Transcribe every one of the entries below verbatim, reproducing each line without any change.

BEGIN Material for this exercise

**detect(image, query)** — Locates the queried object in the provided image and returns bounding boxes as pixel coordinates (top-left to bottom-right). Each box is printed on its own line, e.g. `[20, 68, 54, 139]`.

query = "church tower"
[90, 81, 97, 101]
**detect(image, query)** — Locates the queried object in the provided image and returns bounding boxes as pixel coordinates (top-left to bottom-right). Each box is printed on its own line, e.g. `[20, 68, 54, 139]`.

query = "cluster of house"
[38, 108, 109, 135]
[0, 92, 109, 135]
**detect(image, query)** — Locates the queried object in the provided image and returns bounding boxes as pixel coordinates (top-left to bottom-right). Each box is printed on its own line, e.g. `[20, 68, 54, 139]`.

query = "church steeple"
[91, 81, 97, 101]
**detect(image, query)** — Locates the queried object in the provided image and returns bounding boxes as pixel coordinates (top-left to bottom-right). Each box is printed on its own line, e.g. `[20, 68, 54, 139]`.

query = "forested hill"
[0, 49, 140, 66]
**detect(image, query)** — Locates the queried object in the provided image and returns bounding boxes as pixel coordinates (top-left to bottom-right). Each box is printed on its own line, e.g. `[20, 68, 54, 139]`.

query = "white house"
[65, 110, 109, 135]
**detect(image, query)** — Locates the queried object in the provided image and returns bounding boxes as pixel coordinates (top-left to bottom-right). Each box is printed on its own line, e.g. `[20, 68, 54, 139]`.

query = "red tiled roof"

END Material for this exercise

## Finished exercise
**detect(image, query)** — Locates the queried object in the provided image and returns bounding boxes as pixel coordinates (top-left to bottom-right). Each box is printed on its own line, e.g. `[20, 68, 54, 139]`.

query = "church tower"
[90, 81, 97, 101]
**detect(image, query)** — Locates the queried object in the provided image and returns bounding boxes as pixel coordinates (top-left to bottom-right). Each box is printed on its own line, e.g. `[20, 68, 54, 139]`.

query = "cluster of house"
[38, 108, 109, 135]
[0, 92, 109, 135]
**detect(image, query)** — Locates the queried object in the provided image and returns bounding boxes as pixel coordinates (top-left to bottom-right). Each box is printed on its own line, e.g. `[20, 68, 54, 139]`.

query = "church steeple"
[91, 81, 97, 101]
**detect(image, query)** — Locates the queried object in the provided image and returns bounding boxes as pixel coordinates (top-left to bottom-right). Each box is printed on its own line, e.g. `[20, 68, 54, 139]`.

query = "forested hill"
[0, 49, 140, 66]
**detect(image, query)** — Locates the queried object in the provided image and returns bounding boxes as pixel coordinates (top-left to bottom-right). Each box is printed on its own line, e.g. `[20, 68, 54, 139]`.

query = "white house"
[65, 110, 109, 135]
**detect(image, query)** — Locates the queried object in the provided image and returns bounding boxes as pixel coordinates (top-left to bottom-right). Each box is printed on its own line, e.g. `[20, 68, 54, 139]`.

query = "red tiled roof"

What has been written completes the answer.